» AUFGABE:
Nenne alle Industrie- und Wirtschaftszweige, die im Redeauszug ausdrücklich genannt werden.

» TEXTAUSZUG:
Rede von
Fritz
Schäffer
- Parteizugehörigkeit zum Zeitpunkt der Rede:
(CSU)
- Letzte offizielle eingetragene Parteizugehörigkeit: (CSU)
Herr Präsident! Meine Damen und Herren! Der Wiederaufbau hat in der westdeutschen Bundesrepublik nach dem Krieg seit der Währungsreform überraschende Fortschritte gemacht, was sich allein aus der Zahl ergibt, daß der Produktionsindex den Satz von 136 % im Verhältnis zum Jahre 1936 erreichte. Dieser Aufschwung ist aber nicht gleichmäßig in sämtlichen Zweigen und Gebieten der Produktion möglich gewesen. Der Nachholbedarf nach dem Krieg ist zunächst überwiegend auf dem Gebiet der Konsumgüterindustrie befriedigt worden. Diese konnte ihren Wiederaufbau weitgehend im Weg der Selbstfinanzierung durchführen, da durch die Aufhebung der Preisbindungen die wirtschaftlichen Voraussetzungen hierfür geschaffen wurden. Die Grundstoffindustrie und die Energiewirtschaft kamen dagegen mit dem Wiederaufbau nicht in demselben Maße mit, da sie durch die Preisbindungen in ihrer wirtschaftlichen Bewegungsfreiheit beschränkt waren.

» BEREITGESTELLTE ZEILEN:
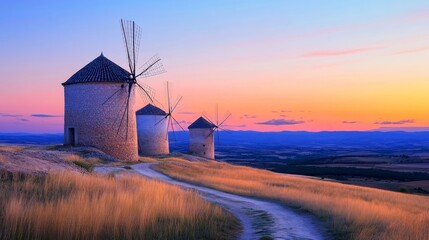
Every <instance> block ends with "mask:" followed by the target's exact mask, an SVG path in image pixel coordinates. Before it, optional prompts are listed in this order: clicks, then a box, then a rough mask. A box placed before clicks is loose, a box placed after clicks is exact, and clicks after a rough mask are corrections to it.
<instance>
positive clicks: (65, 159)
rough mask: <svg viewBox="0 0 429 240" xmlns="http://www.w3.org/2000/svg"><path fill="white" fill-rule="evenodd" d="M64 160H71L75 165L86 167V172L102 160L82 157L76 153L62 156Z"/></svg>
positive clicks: (98, 158) (90, 171)
mask: <svg viewBox="0 0 429 240" xmlns="http://www.w3.org/2000/svg"><path fill="white" fill-rule="evenodd" d="M64 159H65V160H66V161H69V162H72V163H74V164H75V165H77V166H79V167H81V168H84V169H86V170H87V171H88V172H92V170H93V169H94V167H95V165H97V164H100V163H102V162H103V161H102V160H101V159H99V158H96V157H91V158H82V157H81V156H79V155H77V154H69V155H67V156H65V157H64Z"/></svg>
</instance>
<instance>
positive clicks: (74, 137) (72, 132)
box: [68, 128, 76, 146]
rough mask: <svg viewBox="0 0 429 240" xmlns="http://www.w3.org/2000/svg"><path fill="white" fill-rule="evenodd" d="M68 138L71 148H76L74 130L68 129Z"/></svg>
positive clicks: (69, 128) (75, 143)
mask: <svg viewBox="0 0 429 240" xmlns="http://www.w3.org/2000/svg"><path fill="white" fill-rule="evenodd" d="M68 135H69V136H68V137H69V141H68V142H69V144H70V145H72V146H76V133H75V130H74V128H69V132H68Z"/></svg>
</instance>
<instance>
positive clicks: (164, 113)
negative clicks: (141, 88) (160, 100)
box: [136, 103, 167, 116]
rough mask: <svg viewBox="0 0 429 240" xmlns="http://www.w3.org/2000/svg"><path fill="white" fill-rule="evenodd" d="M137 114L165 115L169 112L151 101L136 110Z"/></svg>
mask: <svg viewBox="0 0 429 240" xmlns="http://www.w3.org/2000/svg"><path fill="white" fill-rule="evenodd" d="M136 115H161V116H165V115H167V114H166V113H165V112H164V110H162V109H161V108H158V107H155V106H154V105H152V104H150V103H149V104H148V105H146V106H144V107H143V108H141V109H140V110H138V111H137V112H136Z"/></svg>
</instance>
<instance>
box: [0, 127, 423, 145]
mask: <svg viewBox="0 0 429 240" xmlns="http://www.w3.org/2000/svg"><path fill="white" fill-rule="evenodd" d="M174 136H175V137H174ZM215 137H216V145H218V146H224V145H229V146H231V145H245V146H250V145H255V146H258V145H264V146H294V147H299V146H302V147H365V148H366V147H383V146H384V147H388V148H389V147H400V146H429V131H426V132H403V131H389V132H382V131H371V132H365V131H362V132H357V131H356V132H289V131H285V132H256V131H231V132H229V131H228V132H222V131H221V132H220V136H219V141H218V140H217V136H216V135H215ZM169 138H170V142H171V146H172V148H173V149H183V148H185V147H186V146H187V143H188V132H176V133H175V134H174V135H173V133H171V132H170V134H169ZM62 142H63V134H62V133H57V134H55V133H49V134H32V133H0V143H13V144H61V143H62Z"/></svg>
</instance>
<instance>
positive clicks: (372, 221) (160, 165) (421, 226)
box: [157, 158, 429, 240]
mask: <svg viewBox="0 0 429 240" xmlns="http://www.w3.org/2000/svg"><path fill="white" fill-rule="evenodd" d="M157 168H158V169H159V170H161V171H162V172H164V173H166V174H168V175H170V176H173V177H175V178H178V179H182V180H185V181H190V182H193V183H197V184H202V185H206V186H210V187H213V188H216V189H220V190H223V191H227V192H232V193H238V194H243V195H249V196H256V197H262V198H267V199H272V200H275V201H280V202H282V203H284V204H286V205H288V206H292V207H296V208H300V209H303V210H306V211H309V212H311V213H313V214H315V215H316V216H318V217H320V218H321V219H324V220H326V222H328V223H329V227H330V229H331V231H332V234H333V235H334V237H335V238H337V239H358V240H370V239H386V240H404V239H410V240H411V239H413V240H427V239H429V198H428V197H425V196H417V195H410V194H402V193H396V192H390V191H384V190H378V189H372V188H365V187H358V186H352V185H345V184H340V183H335V182H328V181H321V180H316V179H310V178H305V177H298V176H290V175H283V174H277V173H273V172H270V171H265V170H261V169H254V168H249V167H244V166H236V165H231V164H227V163H221V162H216V161H205V162H189V161H186V160H181V159H174V158H172V159H169V160H168V161H167V160H164V161H162V162H161V164H160V165H159V166H157Z"/></svg>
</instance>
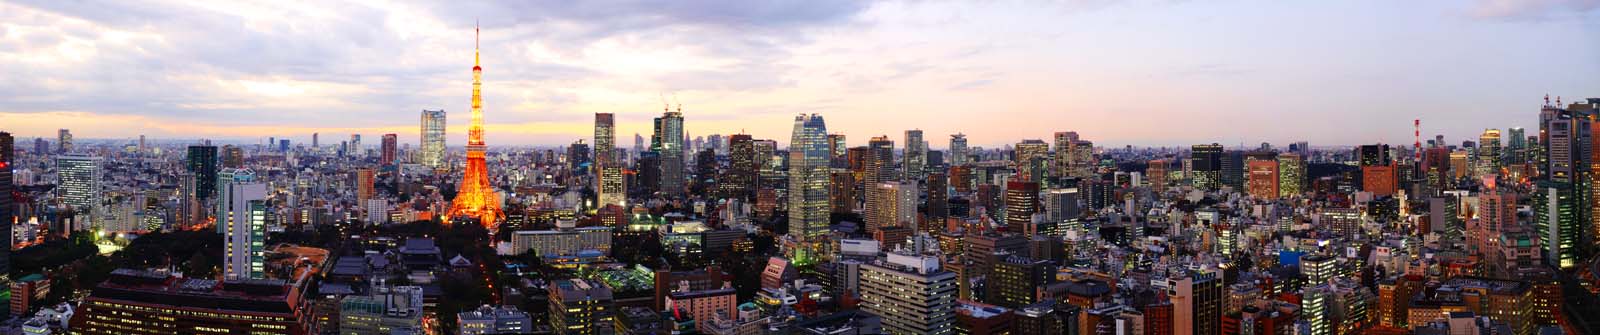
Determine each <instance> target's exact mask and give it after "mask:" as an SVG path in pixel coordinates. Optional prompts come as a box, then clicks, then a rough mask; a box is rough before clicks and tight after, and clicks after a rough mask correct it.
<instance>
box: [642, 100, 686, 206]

» LÖSUNG:
Konsumgüterindustrie, Grundstoffindustrie, Energiewirtschaft